Cosa fare |
#1 Nel testo sulla ginestra, in quale periodo dell'anno rinasce il fiore?
#2 Per quale motivo la fibra di ginestra si usa per tappeti, coperte e stuoie, secondo il testo sulla ginestra?
#3 Come si può riscrivere in forma di elenco il paragrafo del testo sulla ginestra che comincia con "Ma è in poesia", conservandone i fatti principali?

Sezione di testo |
* * * * * * * * *

La ginestra in poesia

14 Agosto 2023

La ginestra, un fiore giallo come i raggi del sole, pieno e copioso come un grappolo d’uva, esuberante e festoso come spighe di grano maturo. La ginestra, un fiore che rinasce ogni tarda primavera, annuncia la calda estate mediterranea e tellurica e si protrae talvolta fino ad autunno inoltrato. L’essenza di ginestra è una fragranza … un profumo pregiato e delicato, la fibra di ginestra è usata per realizzare tappeti, coperte, stuoie perché molto resistente e dal tessuto traspirante, caldo e fresco allo stesso tempo.

Ma è in poesia che il fiore della ginestra si mostra nascondendosi, si nasconde mostrandosi. Metafora di un mondo nuovo e di un tempo che si rinnova. Simbolo di tenacia, di resistenza alle intemperie, di forza rigogliosa ed esplosiva, radice che sa sfruttare al meglio i terreni vulcanici, le lande rocciose, i dirupi inaccessibili. Non a caso, credo, la ginestra alligna sulle pendici dei vulcani attivi e spenti o addormentati, ed è uno spettacolo potente e meraviglioso vedere fianchi lavici e nudi in un profilarsi di giallo danzante al vento che soffia dal mare, marcandone ogni tratto dalla base fino alla cima.

Gli occhi di un poeta, o di chi ama e comprende la Poesia e il poetare, non sanno resistere mai all’incanto di un cespuglio di ginestra in giugno o in luglio, o nei giorni chiassosi e festaioli del Ferragosto del sud; allora la ginestra diventa metafora, si fa simbolo, si trasforma in mito, assurge ad un qualcosa di reale e insieme trascendente che è immediatezza dei sensi e dell’intelletto e va oltre l’intelletto e i sensi spingendosi fin dove lo spirito e l’anima hanno cancellato i propri confini e hanno realizzato il vivo splendore della luce, la percezione della libertà, della bellezza pura scevra dalle bruttezze e dalle bassezze del mondo, il concretizzarsi di linguaggio poetico, visione e profezia. Ed è esattamente in tale oscuro e abbagliante manifestarsi che il sommo poeta Giacomo Leopardi carpì la ginestra: non più quale fiore dalla bellezza e dalla complessità impareggiabili quanto nella sua trasfigurazione immaginifica, che si presenta al mondo come messaggio universale e senza tempo per l’intero genere umano.

* * * * * * * * *

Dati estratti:
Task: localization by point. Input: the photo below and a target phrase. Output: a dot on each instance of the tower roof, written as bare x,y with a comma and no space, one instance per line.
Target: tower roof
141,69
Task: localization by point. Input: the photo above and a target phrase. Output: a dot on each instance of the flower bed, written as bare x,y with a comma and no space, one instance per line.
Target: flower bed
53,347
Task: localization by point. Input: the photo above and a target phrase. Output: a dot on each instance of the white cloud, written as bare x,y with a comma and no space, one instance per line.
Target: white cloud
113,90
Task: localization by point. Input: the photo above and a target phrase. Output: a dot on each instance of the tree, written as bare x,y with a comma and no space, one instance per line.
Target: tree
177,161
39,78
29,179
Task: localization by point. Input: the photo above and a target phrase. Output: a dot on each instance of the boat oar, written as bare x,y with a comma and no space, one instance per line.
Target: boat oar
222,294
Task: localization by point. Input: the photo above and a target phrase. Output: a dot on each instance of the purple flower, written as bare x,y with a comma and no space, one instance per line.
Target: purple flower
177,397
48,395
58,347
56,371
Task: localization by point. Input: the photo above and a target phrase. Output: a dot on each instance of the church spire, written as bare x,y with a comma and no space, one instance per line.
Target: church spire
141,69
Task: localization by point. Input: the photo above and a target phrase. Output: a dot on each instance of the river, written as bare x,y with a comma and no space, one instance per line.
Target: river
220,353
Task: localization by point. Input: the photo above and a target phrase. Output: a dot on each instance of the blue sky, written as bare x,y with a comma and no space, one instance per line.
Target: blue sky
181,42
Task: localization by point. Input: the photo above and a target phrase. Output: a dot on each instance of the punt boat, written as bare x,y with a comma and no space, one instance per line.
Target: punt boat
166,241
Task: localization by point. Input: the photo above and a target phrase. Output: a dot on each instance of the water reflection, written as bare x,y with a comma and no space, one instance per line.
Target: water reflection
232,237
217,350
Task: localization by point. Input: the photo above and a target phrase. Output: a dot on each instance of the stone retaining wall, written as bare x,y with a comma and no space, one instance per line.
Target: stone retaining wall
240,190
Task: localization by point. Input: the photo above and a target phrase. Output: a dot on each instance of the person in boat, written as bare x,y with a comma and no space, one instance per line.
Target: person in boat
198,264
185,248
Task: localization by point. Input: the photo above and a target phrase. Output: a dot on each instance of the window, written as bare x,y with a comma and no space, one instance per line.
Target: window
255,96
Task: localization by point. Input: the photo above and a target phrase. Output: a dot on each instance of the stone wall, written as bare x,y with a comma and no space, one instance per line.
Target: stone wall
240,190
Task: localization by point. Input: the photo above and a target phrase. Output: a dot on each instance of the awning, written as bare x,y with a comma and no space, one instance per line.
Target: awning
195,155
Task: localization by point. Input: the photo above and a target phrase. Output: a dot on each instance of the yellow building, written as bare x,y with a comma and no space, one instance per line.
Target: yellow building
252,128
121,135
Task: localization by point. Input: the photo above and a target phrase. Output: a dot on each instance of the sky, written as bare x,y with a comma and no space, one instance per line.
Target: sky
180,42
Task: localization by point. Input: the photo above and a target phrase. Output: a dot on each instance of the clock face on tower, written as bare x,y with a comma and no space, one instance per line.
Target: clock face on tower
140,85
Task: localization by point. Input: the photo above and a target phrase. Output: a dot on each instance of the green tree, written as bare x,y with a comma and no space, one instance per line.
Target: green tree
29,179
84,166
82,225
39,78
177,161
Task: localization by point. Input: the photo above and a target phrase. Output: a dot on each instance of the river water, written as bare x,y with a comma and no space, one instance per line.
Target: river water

* * * * * * * * *

Soluzioni |
#1 Ogni tarda primavera.

#2 Perché è molto resistente e ha un tessuto traspirante, caldo e fresco allo stesso tempo.

#3
- In poesia il fiore della ginestra si mostra nascondendosi e si nasconde mostrandosi.
- È metafora di un mondo nuovo e di un tempo che si rinnova.
- È simbolo di tenacia, di resistenza alle intemperie e di forza rigogliosa ed esplosiva.
- La sua radice sfrutta al meglio terreni vulcanici, lande rocciose e dirupi inaccessibili.
- Cresce sulle pendici dei vulcani attivi, spenti o addormentati.
- Colora di giallo i fianchi lavici dalla base fino alla cima.